[Pointing rows]
◇ ◇ ◇ ◇

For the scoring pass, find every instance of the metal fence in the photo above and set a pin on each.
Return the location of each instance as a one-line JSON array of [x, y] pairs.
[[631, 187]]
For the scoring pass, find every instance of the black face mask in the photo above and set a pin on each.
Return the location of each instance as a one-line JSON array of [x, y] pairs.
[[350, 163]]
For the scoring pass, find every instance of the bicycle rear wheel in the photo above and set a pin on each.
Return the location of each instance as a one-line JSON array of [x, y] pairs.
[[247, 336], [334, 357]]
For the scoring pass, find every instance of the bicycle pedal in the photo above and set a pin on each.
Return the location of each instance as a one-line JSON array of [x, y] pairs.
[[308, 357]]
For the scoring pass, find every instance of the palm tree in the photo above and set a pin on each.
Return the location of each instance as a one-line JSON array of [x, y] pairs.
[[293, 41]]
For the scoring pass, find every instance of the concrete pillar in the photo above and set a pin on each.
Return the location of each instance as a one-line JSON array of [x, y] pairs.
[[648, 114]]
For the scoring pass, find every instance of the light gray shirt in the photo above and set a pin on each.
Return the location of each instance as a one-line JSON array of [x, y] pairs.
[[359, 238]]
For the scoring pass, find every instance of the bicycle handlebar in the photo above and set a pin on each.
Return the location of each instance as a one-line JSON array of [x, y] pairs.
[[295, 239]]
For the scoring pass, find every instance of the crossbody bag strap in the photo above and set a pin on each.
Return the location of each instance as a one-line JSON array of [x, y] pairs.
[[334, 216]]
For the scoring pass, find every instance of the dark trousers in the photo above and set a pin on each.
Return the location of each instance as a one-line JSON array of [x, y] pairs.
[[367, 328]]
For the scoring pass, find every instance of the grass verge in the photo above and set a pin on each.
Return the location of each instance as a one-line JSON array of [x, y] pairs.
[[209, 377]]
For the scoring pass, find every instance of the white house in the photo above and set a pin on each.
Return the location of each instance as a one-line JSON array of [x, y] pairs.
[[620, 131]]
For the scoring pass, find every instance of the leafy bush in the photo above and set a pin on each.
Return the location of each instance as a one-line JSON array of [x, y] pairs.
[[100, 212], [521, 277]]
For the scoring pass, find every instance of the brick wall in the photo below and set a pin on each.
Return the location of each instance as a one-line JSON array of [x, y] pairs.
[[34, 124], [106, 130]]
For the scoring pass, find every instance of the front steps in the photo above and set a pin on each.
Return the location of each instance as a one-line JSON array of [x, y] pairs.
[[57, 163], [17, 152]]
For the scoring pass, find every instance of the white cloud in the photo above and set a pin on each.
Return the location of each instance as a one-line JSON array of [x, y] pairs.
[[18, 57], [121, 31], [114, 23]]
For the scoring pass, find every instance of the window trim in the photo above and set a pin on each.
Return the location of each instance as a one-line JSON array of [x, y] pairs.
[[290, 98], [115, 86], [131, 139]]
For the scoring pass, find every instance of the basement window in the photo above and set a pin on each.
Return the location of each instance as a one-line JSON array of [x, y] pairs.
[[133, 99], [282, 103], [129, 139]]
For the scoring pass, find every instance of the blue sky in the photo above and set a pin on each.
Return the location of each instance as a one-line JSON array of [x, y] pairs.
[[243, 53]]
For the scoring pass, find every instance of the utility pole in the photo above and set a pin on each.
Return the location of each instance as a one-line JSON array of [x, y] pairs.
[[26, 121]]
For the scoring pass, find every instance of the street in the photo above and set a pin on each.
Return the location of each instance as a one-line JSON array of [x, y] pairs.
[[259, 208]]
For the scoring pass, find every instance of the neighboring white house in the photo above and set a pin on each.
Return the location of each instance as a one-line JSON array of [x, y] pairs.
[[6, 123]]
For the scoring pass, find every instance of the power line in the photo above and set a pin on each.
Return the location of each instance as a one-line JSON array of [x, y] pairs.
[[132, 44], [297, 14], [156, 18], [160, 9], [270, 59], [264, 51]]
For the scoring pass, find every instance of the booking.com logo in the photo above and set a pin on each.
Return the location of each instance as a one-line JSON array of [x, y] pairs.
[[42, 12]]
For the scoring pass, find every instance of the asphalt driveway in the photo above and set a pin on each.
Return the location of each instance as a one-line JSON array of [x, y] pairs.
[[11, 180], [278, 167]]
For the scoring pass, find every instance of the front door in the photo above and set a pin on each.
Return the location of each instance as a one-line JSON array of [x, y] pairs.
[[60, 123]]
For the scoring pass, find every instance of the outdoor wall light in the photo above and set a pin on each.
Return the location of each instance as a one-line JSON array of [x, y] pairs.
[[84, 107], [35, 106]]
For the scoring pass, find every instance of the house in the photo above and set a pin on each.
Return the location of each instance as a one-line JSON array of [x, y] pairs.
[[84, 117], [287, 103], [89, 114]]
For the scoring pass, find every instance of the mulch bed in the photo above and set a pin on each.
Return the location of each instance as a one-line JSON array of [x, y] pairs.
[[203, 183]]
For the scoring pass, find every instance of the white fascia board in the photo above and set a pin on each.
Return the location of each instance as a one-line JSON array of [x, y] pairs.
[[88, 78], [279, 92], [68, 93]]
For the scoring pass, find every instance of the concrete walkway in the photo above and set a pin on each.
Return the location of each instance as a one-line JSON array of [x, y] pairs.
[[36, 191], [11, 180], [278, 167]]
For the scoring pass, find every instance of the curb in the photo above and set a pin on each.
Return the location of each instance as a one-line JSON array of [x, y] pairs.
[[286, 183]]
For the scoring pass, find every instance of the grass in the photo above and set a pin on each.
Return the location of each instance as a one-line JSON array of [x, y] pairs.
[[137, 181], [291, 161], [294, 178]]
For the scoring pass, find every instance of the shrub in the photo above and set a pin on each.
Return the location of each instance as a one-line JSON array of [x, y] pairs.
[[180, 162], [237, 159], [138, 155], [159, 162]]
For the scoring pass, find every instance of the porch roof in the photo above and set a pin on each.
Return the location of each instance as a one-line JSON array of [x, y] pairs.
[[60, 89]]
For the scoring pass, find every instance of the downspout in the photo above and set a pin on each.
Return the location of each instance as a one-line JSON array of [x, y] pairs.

◇ ◇ ◇ ◇

- **What is expected**
Please repeat every one of the rows above word for word, keeping their order.

- **Written answer**
For the scoring pass, find every instance of the metal fence in the photo above and set a pin on each.
Return the location of each instance as a one-line JSON array of [x, y] pairs.
[[631, 187]]
For the scoring pass, find every instance of the black face mask in the photo above and set a pin on each.
Return the location of each instance as a one-line JSON array of [x, y] pairs.
[[350, 163]]
For the scoring pass, find every instance of the bicycle rear wheel in the photo above and set a pin on each.
Return the location of each instance as a one-line JSON array of [x, y] pairs.
[[247, 336], [334, 357]]
For the scoring pass, find every instance of the bicycle pedal in the photo above and set a pin on each.
Return the location of each instance as a one-line JSON array of [x, y] pairs.
[[308, 357]]
For the scoring pass, find every instance of the palm tree in the photo above and set a pin on each.
Return the location of each instance as a one-line JSON array of [x, y] pairs.
[[293, 41]]
For the scoring pass, find every instance of the concrete pillar in the photo above and set a pin on each.
Return the location of each instance as a one-line JSON array of [x, y] pairs.
[[648, 114]]
For the scoring pass, find every instance of the light gray shirt in the photo above and set a pin on each.
Return the location of each instance as a one-line JSON array of [x, y] pairs.
[[359, 238]]
For the scoring pass, find every instance of the bicycle handlebar in the photo above and set a pin on each.
Return the location of each instance as a one-line JSON array of [x, y] pairs.
[[295, 239]]
For the scoring pass, find every instance of the crossbody bag strap in the photo above and set a pin on each.
Return the location of each instance as a one-line JSON array of [x, y] pairs.
[[334, 216]]
For the scoring pass, find every instance of the dark trousers in the photo above and set a pin on each.
Return the location of each instance as a one-line JSON array of [x, y] pairs.
[[367, 328]]
For the scoring pass, find every instance of the grass verge in the photo above and set a pin on each.
Return the location of each instance as a one-line JSON array of [x, y] pairs.
[[209, 377]]
For the scoring pass, find every instance of the white house in the photo above and set a pin on each.
Return the location of each instance as a one-line JSON array of [x, y] pairs.
[[620, 131]]
For the scoring pass, find every instance of the leafy bush in the photo above and set a pin on each.
Return the location of each instance as a one-line JSON array of [x, y] pairs.
[[100, 212], [521, 277]]
For the scoring pass, find every instance of the brick wall in the photo below and set a pin on each.
Return the location of each instance as a one-line JSON array of [x, y] pairs.
[[34, 124], [106, 130]]
For the scoring pass, find every instance of the front steps in the photo above and set a pin on each.
Return the location of each instance as a one-line JSON array of [x, y] pairs.
[[57, 163], [17, 152]]
For the scoring pass, find every instance of the white cloud in the photo above and set a pin on each.
Return the location of each instance as a one-line JSON array of [x, y] pairs.
[[18, 57], [121, 31], [114, 23]]
For the scoring pass, find every instance of the window trim in the photo above and set a pin on each.
Return the location of each instance as a one-line JSON array of [x, y] pairs.
[[290, 98], [115, 86], [131, 139]]
For the scoring pass, find every instance of the basement window in the photo above and set a pin on each.
Return the location of each instance as a one-line JSON array of [x, y] pairs.
[[133, 99], [282, 103], [129, 139]]
For the scoring pass, find every instance of the blue sky in the photo above and set a pin on each.
Return the location of each instance as a one-line JSON array of [x, y] pairs.
[[243, 53]]
For the scoring pass, find every instance of the utility pole in the photo above and set a pin on each.
Return the location of each instance as a one-line JSON array of [x, y] pairs.
[[26, 121]]
For the scoring pass, find every instance of the street in the photo above and set a pin on each.
Return the location of each instance as a one-line JSON array of [x, y] pairs.
[[259, 208]]
For the scoring pass, find every instance of the neighboring white house in the photo above and set a pin on each.
Return the location of each instance as a one-line JSON array of [x, y] pairs.
[[6, 123]]
For the scoring pass, find every instance of the power line in the photo above and set a pin on each.
Return the location of each instance as a one-line JSON array of [x, y] pairs.
[[132, 44], [297, 14], [156, 18], [160, 9], [270, 59], [264, 51]]
For the scoring pass, find every instance of the booking.com logo in the photo above and set a pin on each.
Return the location of each instance as a one-line JSON array of [x, y] pairs.
[[42, 12]]
For the scoring pass, find every instance of the asphalt driveway in the photo above and set a pin on each.
Return the location of each instance as a one-line JSON array of [x, y] pairs.
[[11, 180], [278, 167]]
For the scoring pass, find every instance of the front door in the photo above and set a pin on each.
Return the location of each instance as a one-line JSON array of [x, y] pairs.
[[60, 123]]
For the scoring pass, find every instance of the outdoor wall light in the photo above and set a pin on each.
Return the location of each instance as a one-line JSON array of [x, y] pairs.
[[84, 107], [35, 106]]
For the scoring pass, find every instance of the house in the photo above and set a pin on each.
Return the location of each instance as a one-line JSON array of [x, y] pairs.
[[84, 117], [287, 103], [89, 114]]
For the scoring pass, find every instance of the mulch bed in the photo above and set a pin on each.
Return the location of each instance as a one-line JSON array of [x, y] pairs.
[[203, 183]]
For the scoring pass, find every instance of the white fascia board in the photo above and set a pin on each.
Return the location of each instance as a one-line JSON array of [x, y] pairs.
[[88, 78], [279, 92], [68, 93]]
For the scoring pass, find every instance of the concrete walkway in the photo above and set a pin on each.
Return the location of each instance as a one-line JSON array of [x, y] pairs.
[[36, 191], [11, 180], [278, 167]]
For the scoring pass, find every instance of the curb in the photo above and set a pin on each.
Return the location of each instance as a one-line JSON array of [x, y] pairs.
[[286, 183]]
For the scoring pass, find every instance of the grass in the photo above and set a pin on each.
Return the location of each instance as a one-line JSON array of [x, y] pairs.
[[137, 181], [291, 161], [294, 178]]
For the scoring pass, find every instance of the shrub in the photo above and set a pin on each.
Return the location of each instance as a one-line JSON array of [x, y] pairs.
[[180, 162], [237, 159], [138, 155], [159, 162]]
For the scoring pass, find every instance of the porch roof in the photo above and set a pin on each.
Return the location of each instance as a one-line JSON array of [x, y] pairs.
[[60, 89]]
For the scoring pass, find every instance of the downspout in the photo above and set a pin on each.
Return the location of each instance as a one-line JSON array of [x, y] pairs.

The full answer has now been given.